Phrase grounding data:

────────────────────

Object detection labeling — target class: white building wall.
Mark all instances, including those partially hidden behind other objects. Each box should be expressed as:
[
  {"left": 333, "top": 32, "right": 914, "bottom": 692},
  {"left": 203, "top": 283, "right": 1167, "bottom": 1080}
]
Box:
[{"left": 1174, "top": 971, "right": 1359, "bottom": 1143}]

────────────────────

● WHAT THE TASK ASKS: Please transcribe the records above in full, keeping every word.

● ANSWER TO THIS EXERCISE:
Object detection labeling — target class: white building wall.
Mark all instances, including those partially hidden behind other objects. Each box should be expressed as:
[
  {"left": 333, "top": 32, "right": 914, "bottom": 692},
  {"left": 203, "top": 283, "right": 1167, "bottom": 1080}
]
Box:
[{"left": 1174, "top": 971, "right": 1359, "bottom": 1143}]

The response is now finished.